━━━━━ GIVEN DATA ━━━━━
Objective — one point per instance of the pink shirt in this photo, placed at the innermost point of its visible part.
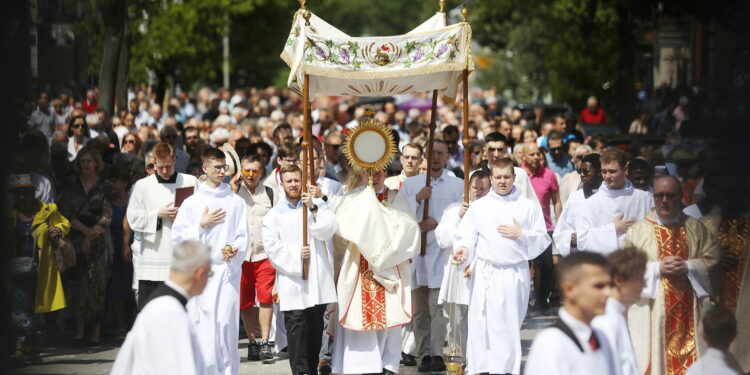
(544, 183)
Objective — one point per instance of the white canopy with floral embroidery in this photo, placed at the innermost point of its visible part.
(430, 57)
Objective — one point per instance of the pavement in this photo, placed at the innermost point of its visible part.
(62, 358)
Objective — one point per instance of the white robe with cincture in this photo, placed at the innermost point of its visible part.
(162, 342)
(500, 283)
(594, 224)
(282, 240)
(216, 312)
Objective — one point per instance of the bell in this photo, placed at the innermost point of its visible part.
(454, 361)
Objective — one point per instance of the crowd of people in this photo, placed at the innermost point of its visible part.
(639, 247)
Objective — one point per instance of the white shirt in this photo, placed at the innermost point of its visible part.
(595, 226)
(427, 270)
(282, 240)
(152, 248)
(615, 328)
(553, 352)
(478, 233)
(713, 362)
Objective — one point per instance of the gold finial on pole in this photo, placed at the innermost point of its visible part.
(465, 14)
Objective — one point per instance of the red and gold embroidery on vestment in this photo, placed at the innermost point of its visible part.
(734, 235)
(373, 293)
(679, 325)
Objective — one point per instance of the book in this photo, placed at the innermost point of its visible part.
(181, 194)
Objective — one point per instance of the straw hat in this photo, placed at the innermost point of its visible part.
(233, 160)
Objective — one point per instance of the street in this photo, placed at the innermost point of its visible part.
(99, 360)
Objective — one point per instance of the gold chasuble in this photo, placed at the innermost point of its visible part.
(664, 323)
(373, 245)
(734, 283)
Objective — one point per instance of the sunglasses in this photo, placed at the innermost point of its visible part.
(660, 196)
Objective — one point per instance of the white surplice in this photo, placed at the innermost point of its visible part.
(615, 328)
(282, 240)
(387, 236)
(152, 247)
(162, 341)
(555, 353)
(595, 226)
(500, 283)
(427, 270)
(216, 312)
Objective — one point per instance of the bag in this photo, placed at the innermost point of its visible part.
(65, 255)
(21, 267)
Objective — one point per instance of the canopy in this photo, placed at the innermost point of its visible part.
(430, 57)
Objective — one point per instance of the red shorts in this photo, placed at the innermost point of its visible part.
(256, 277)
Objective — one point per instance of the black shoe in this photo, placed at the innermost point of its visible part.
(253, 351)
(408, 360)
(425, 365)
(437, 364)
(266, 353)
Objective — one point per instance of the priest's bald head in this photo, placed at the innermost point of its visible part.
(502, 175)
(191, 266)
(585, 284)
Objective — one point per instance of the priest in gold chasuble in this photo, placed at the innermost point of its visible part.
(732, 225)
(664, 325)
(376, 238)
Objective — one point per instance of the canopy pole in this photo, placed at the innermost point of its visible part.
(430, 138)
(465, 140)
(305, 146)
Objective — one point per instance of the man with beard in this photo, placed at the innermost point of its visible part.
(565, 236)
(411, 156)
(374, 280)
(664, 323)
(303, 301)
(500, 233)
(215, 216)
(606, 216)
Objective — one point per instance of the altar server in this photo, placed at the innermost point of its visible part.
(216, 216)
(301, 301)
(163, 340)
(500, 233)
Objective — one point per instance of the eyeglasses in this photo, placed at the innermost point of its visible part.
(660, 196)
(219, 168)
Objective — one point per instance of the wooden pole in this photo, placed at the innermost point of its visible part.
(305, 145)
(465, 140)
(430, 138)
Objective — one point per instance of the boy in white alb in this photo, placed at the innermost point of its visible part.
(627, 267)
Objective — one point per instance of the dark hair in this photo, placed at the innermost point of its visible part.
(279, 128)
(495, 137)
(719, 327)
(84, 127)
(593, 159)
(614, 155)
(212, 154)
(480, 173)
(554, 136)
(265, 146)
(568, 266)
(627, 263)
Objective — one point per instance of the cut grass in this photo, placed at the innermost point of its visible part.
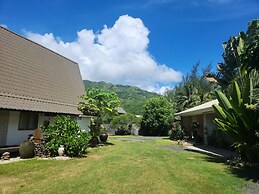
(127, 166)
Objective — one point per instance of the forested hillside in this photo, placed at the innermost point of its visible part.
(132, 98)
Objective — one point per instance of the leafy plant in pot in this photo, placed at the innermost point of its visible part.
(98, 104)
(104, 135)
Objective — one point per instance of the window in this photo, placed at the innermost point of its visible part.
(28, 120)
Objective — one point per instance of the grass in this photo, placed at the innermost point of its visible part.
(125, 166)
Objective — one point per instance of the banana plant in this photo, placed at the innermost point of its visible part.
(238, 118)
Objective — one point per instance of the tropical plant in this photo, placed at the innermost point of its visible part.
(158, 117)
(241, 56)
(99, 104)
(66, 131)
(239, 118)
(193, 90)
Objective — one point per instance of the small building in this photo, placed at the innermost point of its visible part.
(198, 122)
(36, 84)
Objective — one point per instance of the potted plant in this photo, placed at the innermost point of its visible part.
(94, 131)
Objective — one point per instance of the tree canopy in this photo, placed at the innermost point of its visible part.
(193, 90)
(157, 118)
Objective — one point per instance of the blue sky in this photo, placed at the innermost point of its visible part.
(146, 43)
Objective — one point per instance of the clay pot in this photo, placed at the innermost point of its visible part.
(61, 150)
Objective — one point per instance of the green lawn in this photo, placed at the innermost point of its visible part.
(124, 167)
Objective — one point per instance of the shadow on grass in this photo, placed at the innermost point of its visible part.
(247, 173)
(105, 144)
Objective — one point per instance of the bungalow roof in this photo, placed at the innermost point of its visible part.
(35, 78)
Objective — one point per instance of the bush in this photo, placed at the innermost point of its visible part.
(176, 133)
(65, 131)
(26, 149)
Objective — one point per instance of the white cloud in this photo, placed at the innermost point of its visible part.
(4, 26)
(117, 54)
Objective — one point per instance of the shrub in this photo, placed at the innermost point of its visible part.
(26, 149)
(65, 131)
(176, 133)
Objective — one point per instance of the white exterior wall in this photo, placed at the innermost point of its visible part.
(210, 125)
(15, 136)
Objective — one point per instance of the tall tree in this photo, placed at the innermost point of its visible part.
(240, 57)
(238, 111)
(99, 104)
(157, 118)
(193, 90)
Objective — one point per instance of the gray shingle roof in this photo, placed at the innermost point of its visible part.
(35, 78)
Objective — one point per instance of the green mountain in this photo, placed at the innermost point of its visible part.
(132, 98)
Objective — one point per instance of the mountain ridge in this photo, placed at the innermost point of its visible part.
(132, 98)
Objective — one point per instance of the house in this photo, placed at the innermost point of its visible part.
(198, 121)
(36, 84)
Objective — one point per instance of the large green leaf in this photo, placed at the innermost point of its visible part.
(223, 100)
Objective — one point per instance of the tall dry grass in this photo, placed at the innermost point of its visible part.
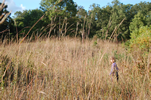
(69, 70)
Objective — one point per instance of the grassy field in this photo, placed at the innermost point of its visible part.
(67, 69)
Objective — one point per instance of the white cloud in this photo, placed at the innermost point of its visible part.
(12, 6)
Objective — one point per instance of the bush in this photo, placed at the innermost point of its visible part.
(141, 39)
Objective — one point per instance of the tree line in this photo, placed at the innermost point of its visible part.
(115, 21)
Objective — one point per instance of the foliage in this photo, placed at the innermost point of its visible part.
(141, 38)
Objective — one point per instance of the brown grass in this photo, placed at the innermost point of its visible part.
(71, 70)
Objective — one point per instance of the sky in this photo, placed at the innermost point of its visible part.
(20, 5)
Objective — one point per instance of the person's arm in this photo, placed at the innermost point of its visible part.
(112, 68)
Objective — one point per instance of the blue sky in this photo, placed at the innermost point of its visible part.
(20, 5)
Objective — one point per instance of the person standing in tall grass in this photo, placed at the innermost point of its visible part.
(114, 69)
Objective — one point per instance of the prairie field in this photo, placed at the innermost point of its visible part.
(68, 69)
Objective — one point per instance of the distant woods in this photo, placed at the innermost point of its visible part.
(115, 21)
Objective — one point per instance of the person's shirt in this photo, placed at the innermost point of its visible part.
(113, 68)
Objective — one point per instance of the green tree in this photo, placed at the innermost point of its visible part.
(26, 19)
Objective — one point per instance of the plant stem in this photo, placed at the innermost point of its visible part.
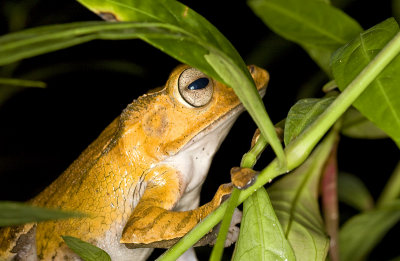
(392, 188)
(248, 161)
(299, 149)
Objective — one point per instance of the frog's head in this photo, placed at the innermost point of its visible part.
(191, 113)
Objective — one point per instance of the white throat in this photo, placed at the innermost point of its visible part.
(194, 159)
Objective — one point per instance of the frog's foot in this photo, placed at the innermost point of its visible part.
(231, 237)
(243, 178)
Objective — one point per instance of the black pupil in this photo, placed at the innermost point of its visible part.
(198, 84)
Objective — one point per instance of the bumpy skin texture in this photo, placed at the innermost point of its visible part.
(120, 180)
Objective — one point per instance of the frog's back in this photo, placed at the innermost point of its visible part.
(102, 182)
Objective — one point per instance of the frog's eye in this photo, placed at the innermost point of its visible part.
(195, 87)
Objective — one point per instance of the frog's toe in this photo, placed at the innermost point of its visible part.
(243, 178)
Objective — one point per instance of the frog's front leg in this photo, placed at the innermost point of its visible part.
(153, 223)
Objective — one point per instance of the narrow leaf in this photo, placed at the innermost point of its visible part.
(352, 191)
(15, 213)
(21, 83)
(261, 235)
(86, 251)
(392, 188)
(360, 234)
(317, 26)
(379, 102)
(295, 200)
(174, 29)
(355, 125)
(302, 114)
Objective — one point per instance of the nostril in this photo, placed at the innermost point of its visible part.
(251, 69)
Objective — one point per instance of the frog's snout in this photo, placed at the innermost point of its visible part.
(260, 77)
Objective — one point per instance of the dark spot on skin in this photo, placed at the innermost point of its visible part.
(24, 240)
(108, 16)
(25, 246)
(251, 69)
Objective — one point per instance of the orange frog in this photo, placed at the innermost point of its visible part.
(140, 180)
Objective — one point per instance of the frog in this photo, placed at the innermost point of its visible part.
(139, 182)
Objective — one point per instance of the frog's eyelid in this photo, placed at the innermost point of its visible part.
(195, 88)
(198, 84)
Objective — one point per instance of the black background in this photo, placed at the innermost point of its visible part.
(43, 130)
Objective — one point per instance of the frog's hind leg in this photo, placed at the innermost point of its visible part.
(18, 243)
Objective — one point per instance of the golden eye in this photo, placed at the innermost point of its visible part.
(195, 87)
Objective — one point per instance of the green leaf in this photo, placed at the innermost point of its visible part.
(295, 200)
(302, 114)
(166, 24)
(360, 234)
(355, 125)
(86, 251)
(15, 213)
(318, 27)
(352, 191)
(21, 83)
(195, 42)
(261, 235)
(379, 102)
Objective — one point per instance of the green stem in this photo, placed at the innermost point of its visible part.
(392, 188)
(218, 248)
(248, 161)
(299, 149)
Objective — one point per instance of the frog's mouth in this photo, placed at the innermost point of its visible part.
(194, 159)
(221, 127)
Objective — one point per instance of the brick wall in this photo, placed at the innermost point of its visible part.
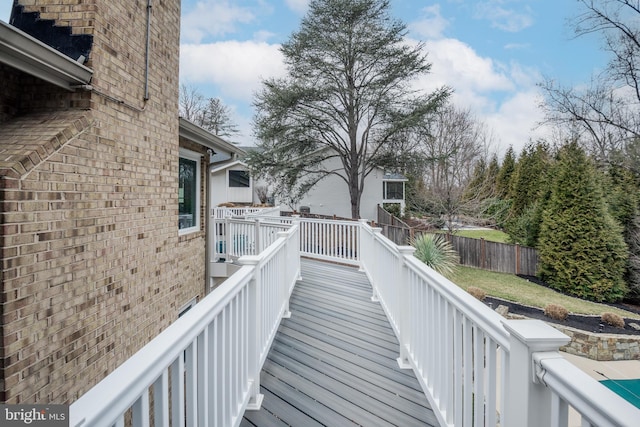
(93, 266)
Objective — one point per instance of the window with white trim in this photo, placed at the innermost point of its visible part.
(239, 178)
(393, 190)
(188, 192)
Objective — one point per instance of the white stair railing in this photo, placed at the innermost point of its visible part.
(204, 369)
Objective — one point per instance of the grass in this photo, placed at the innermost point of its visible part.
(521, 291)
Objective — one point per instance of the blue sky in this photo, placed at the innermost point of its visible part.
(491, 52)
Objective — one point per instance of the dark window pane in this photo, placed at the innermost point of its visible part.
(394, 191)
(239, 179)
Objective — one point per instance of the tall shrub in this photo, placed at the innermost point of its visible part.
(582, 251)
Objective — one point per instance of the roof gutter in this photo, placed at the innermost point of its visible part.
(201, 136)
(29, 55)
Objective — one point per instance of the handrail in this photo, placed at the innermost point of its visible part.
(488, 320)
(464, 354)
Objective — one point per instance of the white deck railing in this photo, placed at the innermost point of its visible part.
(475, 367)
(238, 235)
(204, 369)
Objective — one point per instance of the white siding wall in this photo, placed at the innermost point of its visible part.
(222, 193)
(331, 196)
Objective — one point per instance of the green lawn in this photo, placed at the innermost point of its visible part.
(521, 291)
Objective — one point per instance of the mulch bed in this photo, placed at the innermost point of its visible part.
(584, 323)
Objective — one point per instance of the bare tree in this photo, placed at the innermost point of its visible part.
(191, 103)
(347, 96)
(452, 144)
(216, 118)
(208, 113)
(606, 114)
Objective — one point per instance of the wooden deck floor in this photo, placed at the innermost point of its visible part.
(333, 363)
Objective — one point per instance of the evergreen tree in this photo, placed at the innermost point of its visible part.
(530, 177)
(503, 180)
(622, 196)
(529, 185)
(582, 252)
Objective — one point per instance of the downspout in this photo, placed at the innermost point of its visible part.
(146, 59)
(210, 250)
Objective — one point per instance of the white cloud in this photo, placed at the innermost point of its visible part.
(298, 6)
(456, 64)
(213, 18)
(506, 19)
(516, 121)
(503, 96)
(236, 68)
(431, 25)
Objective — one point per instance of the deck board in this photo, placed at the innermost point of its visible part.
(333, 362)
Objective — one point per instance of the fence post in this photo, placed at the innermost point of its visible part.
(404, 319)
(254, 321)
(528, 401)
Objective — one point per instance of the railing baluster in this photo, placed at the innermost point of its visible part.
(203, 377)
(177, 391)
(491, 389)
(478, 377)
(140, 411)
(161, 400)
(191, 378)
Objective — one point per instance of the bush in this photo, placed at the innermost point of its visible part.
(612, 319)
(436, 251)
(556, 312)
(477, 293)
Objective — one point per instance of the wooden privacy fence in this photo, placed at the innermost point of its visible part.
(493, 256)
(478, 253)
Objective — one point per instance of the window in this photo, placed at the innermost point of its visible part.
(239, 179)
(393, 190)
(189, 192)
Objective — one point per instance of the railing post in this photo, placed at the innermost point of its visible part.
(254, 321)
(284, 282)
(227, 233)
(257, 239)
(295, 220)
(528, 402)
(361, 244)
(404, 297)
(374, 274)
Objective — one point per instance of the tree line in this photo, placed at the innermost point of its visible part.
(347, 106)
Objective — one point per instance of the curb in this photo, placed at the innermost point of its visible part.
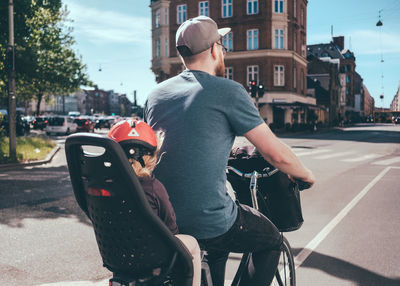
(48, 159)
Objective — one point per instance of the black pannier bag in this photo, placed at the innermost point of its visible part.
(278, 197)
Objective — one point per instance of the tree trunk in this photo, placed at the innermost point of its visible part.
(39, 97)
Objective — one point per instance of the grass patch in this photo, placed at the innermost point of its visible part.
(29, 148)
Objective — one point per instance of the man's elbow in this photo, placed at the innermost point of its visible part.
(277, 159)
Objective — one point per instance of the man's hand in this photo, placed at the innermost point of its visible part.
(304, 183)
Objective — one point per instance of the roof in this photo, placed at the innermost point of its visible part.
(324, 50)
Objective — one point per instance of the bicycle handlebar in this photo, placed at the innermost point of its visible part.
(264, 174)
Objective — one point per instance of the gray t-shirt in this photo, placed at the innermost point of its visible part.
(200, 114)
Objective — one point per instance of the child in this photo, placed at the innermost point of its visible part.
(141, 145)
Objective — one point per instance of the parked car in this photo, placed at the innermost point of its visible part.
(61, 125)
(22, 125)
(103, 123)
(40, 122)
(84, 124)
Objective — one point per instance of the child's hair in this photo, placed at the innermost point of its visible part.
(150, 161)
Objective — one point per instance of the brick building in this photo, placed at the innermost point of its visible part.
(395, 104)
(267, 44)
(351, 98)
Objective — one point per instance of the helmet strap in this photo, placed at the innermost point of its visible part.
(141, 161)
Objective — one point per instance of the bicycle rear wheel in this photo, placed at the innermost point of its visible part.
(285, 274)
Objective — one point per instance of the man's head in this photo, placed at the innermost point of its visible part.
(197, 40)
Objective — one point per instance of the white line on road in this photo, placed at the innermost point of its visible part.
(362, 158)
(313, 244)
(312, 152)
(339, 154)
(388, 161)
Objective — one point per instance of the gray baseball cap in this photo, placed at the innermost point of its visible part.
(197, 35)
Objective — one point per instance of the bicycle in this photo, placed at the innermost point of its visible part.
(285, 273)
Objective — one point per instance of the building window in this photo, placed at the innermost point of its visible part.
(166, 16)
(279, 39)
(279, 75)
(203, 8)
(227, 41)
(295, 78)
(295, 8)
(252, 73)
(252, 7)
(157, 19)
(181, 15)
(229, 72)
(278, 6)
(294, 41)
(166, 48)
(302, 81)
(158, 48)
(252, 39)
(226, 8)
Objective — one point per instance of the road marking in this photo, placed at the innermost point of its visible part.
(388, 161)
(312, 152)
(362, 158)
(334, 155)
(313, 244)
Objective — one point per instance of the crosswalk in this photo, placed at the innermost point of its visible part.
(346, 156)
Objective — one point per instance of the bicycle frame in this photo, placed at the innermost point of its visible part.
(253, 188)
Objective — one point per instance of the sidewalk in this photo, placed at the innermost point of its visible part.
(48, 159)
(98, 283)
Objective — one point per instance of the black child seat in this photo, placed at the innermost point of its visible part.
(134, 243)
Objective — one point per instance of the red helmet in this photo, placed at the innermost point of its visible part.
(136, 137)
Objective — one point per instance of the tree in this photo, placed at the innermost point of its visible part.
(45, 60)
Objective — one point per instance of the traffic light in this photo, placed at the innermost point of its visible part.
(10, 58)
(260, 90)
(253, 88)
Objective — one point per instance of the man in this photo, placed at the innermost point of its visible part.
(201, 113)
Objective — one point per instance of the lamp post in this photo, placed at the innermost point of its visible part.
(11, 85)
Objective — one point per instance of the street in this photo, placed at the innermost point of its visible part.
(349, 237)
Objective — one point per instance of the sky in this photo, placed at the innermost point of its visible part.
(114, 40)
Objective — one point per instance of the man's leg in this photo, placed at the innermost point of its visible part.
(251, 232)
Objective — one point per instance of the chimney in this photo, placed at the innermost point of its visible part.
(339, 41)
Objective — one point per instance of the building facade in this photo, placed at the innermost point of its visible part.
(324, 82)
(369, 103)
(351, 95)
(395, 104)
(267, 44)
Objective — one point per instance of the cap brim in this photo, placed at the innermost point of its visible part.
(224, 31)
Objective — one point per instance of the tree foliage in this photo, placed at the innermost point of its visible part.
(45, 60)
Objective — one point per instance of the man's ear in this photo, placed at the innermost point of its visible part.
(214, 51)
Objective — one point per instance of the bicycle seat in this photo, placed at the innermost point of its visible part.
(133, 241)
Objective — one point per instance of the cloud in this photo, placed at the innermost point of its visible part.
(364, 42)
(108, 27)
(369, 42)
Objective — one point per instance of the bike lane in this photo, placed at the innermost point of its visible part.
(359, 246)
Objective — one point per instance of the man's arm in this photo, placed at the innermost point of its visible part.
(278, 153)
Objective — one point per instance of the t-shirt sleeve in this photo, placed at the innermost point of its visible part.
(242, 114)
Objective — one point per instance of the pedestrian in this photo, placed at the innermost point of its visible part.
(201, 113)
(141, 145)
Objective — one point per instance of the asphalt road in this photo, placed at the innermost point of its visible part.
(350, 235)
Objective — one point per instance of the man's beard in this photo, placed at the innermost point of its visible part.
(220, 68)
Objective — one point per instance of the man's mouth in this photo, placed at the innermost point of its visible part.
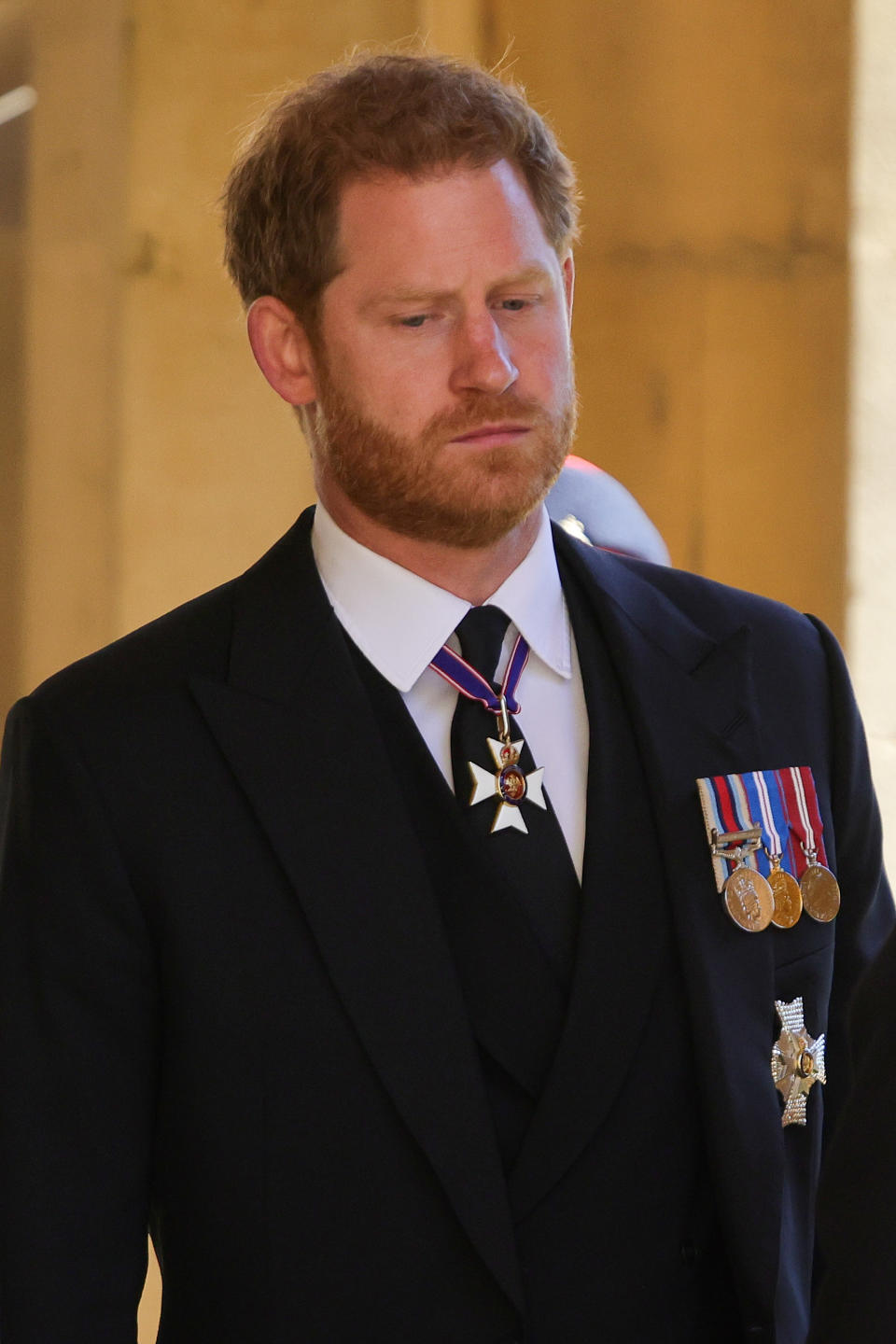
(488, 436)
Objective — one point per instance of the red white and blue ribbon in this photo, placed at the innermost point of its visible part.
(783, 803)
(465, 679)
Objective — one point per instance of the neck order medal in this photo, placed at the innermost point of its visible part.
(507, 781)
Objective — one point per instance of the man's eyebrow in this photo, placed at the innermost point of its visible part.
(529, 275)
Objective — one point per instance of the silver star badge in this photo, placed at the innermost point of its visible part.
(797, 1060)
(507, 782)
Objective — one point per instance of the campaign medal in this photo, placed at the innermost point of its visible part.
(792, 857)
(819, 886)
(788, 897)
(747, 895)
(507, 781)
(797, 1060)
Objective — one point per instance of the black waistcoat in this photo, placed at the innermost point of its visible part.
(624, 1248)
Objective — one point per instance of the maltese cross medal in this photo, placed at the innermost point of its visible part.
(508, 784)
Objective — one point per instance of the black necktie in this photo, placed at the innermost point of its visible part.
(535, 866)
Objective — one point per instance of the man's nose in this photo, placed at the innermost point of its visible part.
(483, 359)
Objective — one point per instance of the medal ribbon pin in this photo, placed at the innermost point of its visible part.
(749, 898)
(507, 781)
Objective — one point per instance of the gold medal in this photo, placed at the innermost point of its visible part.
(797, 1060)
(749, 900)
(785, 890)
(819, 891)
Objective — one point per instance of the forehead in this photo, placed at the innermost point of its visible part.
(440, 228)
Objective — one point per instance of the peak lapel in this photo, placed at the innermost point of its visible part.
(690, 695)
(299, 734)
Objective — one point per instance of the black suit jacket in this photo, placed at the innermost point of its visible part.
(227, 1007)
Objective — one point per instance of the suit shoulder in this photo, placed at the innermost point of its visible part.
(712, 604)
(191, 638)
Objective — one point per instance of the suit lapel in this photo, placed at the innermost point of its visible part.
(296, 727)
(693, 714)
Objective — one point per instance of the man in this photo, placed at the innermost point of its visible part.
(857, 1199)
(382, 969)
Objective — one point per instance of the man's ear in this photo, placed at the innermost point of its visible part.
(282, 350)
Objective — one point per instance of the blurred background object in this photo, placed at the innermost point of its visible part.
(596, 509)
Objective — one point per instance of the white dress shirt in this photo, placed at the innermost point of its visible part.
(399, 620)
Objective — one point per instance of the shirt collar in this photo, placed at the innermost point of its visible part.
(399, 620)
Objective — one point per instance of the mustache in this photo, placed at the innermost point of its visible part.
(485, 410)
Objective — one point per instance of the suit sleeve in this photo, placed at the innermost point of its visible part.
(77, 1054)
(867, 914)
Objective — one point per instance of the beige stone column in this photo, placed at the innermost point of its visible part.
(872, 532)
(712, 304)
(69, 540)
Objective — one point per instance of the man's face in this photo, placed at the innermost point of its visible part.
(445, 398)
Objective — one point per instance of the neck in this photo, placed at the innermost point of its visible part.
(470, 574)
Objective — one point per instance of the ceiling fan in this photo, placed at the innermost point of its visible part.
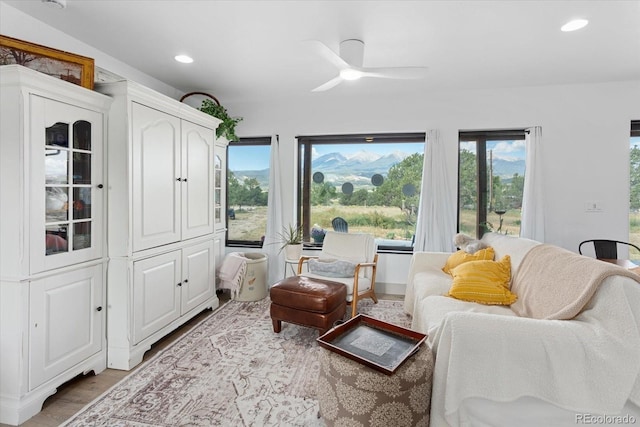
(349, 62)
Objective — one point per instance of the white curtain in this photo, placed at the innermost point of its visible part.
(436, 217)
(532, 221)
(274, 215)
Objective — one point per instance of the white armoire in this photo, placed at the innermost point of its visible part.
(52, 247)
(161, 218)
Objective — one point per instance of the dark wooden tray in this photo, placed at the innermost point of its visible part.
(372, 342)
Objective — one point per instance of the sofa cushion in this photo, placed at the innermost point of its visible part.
━━━━━
**STATED PROBLEM:**
Write out exactly the lines beginning with the line that holds "Objective — one point per instance of the ceiling" and ending with the final line of the data, both ends included, without the pictures.

**EXERCISE RESULT:**
Objective — one point per instance of the ceiling fan in this photo, placed at the innermost point of its visible part.
(349, 62)
Objective — one point per instance of the white curtain in this photo, placed at the innermost point of its visible part.
(436, 217)
(532, 221)
(274, 215)
Objective — one point per instance of the white armoire in this photo, placed at the innermost point of its visible part.
(52, 247)
(161, 218)
Objective — one point per instance of the dark wooden tray in this photo, placed at the innermost point of its visible part.
(372, 342)
Objective — one point per instance of the sofa cushion in this photo, placed at the innermost point of its visible part.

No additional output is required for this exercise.